** BEGIN SELECTED EXTRACT **

WORTHINGTON MOWER CO. v. GUSTINNos. 5483, 5578.

80 F.2d 594 (1935)

WORTHINGTON MOWER CO.
v.
GUSTIN (two cases).

Circuit Court, Third Circuit.
September 28, 1935.
Rehearing Denied November 7, 1935.
Edmonds, Obermayer & Rebmann, of Philadelphia, Pa. (Thomas G. Haight, of Jersey City, N. J., and Harry G. Kimball and Oscar W. Jeffery, both of New York City, of counsel), for appellant.
Howson & Howson, of Philadelphia, Pa. (A. C. Paul, Harold Olsen, and Paul, Paul & Moore, all of Minneapolis, Minn., of counsel), for appellee.
Before BUFFINGTON, DAVIS, and THOMPSON, Circuit Judges.

BUFFINGTON, Circuit Judge.

In the court below, Worthington Mower Company, owner of patent No. 1,398,481 (hereinafter referred to as 481), granted November 29, 1921, to Charles C. Worthington for a gang lawn mower, and of patent No. 1,712,722 (hereafter referred to as 722), granted May 14, 1929, to same, brought suit against Theron L. Gustin, doing business as the Philadelphia Toro Company, charging infringement thereof. On final hearing that court entered decrees dismissing plaintiff's bill for want of equity; whereupon these appeals were taken.

** END SELECTED EXTRACT **
** BEGIN INFORMATION SHOWN **

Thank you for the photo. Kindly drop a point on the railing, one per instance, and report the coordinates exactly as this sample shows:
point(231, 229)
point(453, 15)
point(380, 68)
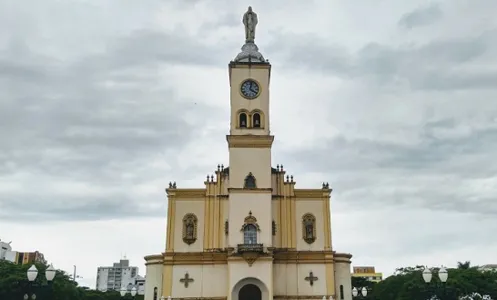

** END INFORMATION SHOWN **

» TASK STATEMENT
In the case report, begin at the words "80 F.2d 594" and stop after "THOMPSON, Circuit Judges.", then write that stretch out again with "Philadelphia" swapped for "Camden" each time it appears. The listing stands apart from the case report and is its own material.

» RESPONSE
80 F.2d 594 (1935)

WORTHINGTON MOWER CO.
v.
GUSTIN (two cases).

Circuit Court, Third Circuit.
September 28, 1935.
Rehearing Denied November 7, 1935.
Edmonds, Obermayer & Rebmann, of Camden, Pa. (Thomas G. Haight, of Jersey City, N. J., and Harry G. Kimball and Oscar W. Jeffery, both of New York City, of counsel), for appellant.
Howson & Howson, of Camden, Pa. (A. C. Paul, Harold Olsen, and Paul, Paul & Moore, all of Minneapolis, Minn., of counsel), for appellee.
Before BUFFINGTON, DAVIS, and THOMPSON, Circuit Judges.